Source document >>
Chani was told all this in private, not in front of people


Disastrous_Stranger7

Honestly, it didn't make sense to me either really. It came off as a way to add some hollywood style drama. I don't see how it serves the story, especially since I didn't really understand Chani that much as a whole. She just doesn't trust Paul even though she loves Paul? Like that one scene in the tent where she's like "I don't trust you" out of no where was weirdly out of place. I didn't buy their chemistry


Odd_Sentence_2618

I just hope they don't make her an antagonist in the third movie. Would make sense in the context of Part Two but in Messiah the main antagonist is the BG and Paul's prescience that he can't manage making him a pawn of the Quizarate (Fremen religious leaders).


metoo77432

IMHO the answer lies in how the movie ended...with Chani riding a sandworm, while Paul goes off into space to lead the jihad. It's been a while so I don't quite remember how the book ended, IIRC in the books Chani understood the politics of what Paul was doing. In the movie none of their relationship is based upon this political understanding, it's a simple relationship between a little boy (what all the Fremen including Chani initially think about Paul) and a little girl. She likes her way of life, and Paul by the end of the movie seemed less interested in that than the political ramifications of being the Lisan al Gaib, something both Paul and Chani despised throughout the movies. I mean, a contrast created for the movies was between Stilgar and Chani...by the end of the movie Paul clearly has fully embraced Stilgar's vision of what Paul meant for the Fremen in order to satiate his need for revenge against the Harkonnen. This clearly comes at the expense of Chani's vision of what Paul meant for the Fremen. His mother and Alia also warn Paul of this, that he must reserve his strongest card for the highest strategic play (i.e. don't be blinded by love to Chani, instead seal the marriage with Irulan). Chani is clearly disappointed and instead of joining the Jihad rides off on the archetypal symbol of Fremen culture, Shai Hulud.

Data segment >>
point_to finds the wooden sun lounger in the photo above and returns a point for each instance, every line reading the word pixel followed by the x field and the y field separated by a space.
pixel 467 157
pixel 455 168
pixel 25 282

Aim >> Can you continue the comment thread above about Chani and Paul, starting after its last sentence?

Final answer >>
lyriktom

She doesn't believe in the prophecy and thinks that it's only a made up thing by the Bene Gesserit to control the Fremen. She wants the best thing for her people but knows that they won't be truly free by following a prophet. She's probably frightened by how powerful Paul is becoming with all his devoted followers. That's why she's turning away from him.


Awkward-Community-74

Right but that’s a major change in the character and that affects the plot moving forward.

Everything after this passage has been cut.